Required action: Every line in the entries where "trailing" is found should be copied.

Data for this exercise:
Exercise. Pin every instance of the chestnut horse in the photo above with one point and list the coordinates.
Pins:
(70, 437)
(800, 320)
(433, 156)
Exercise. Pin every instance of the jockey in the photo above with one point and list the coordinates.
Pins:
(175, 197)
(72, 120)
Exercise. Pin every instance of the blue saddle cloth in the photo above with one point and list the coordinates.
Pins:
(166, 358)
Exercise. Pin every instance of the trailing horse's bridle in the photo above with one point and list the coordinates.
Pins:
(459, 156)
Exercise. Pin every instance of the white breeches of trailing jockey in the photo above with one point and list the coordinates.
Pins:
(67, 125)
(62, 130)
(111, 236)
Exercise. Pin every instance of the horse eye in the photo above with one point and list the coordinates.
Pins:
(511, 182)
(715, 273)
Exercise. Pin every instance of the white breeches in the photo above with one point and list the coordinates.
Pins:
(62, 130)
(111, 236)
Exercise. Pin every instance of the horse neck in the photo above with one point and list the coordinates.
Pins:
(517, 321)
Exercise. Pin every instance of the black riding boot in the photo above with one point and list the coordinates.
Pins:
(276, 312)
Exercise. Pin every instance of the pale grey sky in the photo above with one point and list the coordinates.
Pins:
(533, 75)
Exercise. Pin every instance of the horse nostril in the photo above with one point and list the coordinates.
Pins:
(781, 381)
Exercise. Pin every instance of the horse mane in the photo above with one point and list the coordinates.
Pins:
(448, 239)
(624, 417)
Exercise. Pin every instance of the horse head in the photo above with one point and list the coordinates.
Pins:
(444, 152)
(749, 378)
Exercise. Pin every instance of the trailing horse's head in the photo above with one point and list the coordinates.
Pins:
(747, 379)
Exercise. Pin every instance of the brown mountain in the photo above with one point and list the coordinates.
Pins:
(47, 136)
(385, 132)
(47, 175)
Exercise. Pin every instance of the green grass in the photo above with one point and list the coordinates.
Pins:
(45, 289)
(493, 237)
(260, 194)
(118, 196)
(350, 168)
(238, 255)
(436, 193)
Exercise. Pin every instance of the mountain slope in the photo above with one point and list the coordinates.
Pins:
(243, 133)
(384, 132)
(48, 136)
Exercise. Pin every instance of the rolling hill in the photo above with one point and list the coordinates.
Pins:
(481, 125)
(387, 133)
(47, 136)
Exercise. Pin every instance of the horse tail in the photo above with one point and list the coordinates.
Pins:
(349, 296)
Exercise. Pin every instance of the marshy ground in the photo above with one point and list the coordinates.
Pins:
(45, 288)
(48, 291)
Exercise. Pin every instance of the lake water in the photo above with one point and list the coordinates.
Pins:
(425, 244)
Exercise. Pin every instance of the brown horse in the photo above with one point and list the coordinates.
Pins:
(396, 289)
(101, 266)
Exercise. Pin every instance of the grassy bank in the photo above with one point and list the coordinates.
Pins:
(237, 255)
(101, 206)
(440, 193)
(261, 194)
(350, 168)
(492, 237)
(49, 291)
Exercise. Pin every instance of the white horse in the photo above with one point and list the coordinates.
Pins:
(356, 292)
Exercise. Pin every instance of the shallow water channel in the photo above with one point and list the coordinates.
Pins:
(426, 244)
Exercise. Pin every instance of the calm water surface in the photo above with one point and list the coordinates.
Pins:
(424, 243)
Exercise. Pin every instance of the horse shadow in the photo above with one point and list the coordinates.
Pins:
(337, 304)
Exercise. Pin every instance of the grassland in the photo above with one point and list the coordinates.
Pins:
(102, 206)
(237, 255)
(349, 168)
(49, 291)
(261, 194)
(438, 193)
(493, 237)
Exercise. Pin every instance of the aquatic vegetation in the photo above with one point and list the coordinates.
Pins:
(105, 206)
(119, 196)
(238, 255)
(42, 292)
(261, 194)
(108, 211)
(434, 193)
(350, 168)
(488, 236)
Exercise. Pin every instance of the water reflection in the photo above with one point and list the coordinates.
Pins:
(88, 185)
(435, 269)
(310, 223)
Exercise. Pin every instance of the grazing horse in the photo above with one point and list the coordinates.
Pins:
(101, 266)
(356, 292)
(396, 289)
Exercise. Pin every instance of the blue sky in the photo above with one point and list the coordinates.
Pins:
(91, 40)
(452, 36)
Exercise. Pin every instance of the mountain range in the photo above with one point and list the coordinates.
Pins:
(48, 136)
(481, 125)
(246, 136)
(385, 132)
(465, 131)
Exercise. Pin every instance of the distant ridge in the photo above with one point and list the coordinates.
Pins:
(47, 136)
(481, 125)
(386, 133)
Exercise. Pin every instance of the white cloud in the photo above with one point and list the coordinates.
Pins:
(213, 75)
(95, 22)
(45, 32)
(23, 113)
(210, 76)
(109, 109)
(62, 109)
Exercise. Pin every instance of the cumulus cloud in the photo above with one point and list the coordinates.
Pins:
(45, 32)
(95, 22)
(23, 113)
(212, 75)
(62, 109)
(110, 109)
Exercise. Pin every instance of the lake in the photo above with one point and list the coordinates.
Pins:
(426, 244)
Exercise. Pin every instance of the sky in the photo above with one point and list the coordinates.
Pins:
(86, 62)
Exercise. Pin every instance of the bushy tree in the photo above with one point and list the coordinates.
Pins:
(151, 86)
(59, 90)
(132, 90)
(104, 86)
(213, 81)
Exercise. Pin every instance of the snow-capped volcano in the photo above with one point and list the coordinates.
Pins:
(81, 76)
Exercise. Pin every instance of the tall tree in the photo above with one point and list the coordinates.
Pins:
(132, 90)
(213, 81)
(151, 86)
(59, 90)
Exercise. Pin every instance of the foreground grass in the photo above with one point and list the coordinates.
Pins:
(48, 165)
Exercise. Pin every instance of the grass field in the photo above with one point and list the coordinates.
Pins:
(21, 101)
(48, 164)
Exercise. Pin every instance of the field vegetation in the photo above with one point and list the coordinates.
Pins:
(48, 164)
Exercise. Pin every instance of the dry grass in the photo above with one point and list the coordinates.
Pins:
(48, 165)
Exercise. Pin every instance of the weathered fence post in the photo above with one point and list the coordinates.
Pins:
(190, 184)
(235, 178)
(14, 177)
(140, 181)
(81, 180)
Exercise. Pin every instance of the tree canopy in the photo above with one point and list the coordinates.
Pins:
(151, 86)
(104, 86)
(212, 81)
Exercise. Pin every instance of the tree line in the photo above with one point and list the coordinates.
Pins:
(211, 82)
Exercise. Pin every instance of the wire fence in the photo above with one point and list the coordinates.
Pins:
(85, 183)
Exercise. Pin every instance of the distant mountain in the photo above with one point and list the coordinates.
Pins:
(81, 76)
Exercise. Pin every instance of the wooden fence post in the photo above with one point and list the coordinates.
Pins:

Finished exercise:
Exercise. Pin every instance of the trailing horse's bridle in the photo above with one point and list the coordinates.
Exercise. Pin every instance of the white breeches of trailing jockey in the photo above with one point and list the coordinates.
Exercise. Pin every instance of the trailing horse's head in the photo above with one point and list the coordinates.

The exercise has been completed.